* [SOURCE TEXT]:
More than 120 hand/upper extremity transplant procedures have been performed worldwide following the first successful hand transplantation performed by the U.S. Louisville team in 1991.1 This is considered as ‘crossover therapy’ from the realm of experimental to the mainstream as a standard of care for the treatment of amputation23 or as a “controlled standard” for the appropriately selected cases of amputation.4 Recently published data demonstrate improvements in function and quality of life, delivering highly encouraging short- and intermediate-term outcomes.56789101112
In Korea, however, there was no vascularized composite tissue allotransplantation (VCA) until 2017. Although brain death was formally recognized in Korea in 2000 for organ donation, no hand/arm harvesting was possible because the Korea Organ Transplantation Act (KOTA) had then only allowed eleven internal organs plus bone marrow, eyeballs, and other internal organs or tissue prescribed by Presidential Decree, to be recovered and transplanted for functional recovery, in effect making it illegal to harvest hand/arm from a potentially matched brain-dead patient. Due to this status, Korean National Health Insurance is precluded, making the costs prohibitively high to patients.

* [DATA TO EXAMINE]:

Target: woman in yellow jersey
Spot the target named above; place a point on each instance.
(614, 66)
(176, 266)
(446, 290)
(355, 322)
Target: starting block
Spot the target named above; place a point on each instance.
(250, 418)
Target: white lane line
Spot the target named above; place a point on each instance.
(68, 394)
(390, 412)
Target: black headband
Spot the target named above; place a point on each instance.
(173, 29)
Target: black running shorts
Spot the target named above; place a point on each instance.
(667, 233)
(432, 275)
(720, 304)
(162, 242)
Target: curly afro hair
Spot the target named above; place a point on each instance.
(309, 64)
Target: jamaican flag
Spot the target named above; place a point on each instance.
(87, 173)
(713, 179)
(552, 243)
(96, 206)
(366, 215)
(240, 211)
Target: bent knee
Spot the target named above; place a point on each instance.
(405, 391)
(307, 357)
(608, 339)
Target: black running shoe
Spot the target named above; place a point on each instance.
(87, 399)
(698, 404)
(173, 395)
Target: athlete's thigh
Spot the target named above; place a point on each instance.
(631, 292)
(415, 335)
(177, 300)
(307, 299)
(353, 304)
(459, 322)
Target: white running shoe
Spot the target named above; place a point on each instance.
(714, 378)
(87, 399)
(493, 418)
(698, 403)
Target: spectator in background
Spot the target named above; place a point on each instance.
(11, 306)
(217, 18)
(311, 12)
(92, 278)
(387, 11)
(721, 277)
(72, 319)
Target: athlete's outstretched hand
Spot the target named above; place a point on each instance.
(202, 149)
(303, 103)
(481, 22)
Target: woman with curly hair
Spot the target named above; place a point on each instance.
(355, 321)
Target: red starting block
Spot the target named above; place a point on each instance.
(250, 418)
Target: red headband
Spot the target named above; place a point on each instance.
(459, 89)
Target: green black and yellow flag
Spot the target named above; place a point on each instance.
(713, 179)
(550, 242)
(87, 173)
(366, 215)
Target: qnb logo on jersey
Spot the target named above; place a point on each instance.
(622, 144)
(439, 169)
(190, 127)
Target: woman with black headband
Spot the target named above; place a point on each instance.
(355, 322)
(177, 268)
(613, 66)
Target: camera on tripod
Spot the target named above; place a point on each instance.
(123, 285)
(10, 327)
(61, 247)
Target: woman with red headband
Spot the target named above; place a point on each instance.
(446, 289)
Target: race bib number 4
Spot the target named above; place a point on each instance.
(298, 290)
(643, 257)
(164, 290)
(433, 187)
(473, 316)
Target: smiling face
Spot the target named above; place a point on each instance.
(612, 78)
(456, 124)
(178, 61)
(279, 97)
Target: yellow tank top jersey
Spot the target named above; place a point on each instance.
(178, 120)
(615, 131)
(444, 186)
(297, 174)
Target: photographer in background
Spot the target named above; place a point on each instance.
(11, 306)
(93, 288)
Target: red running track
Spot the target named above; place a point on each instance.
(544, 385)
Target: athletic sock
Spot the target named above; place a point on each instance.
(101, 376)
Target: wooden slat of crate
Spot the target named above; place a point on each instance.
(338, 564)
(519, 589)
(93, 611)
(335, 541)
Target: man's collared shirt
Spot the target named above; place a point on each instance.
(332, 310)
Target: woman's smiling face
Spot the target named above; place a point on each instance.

* [ACTIVITY]: Summarize the passage on hand transplantation in two sentences. The listing has nothing to do with the passage on hand transplantation.

* [RESULT OF THIS TASK]: More than 120 hand or upper extremity transplants have been performed worldwide since the first successful one by the U.S. Louisville team, and recent data show encouraging short- and intermediate-term gains in function and quality of life. In Korea, however, no vascularized composite tissue allotransplantation took place until 2017, because the Korea Organ Transplantation Act did not permit harvesting a hand or arm from a brain-dead patient, which also precluded Korean National Health Insurance coverage and made costs prohibitively high.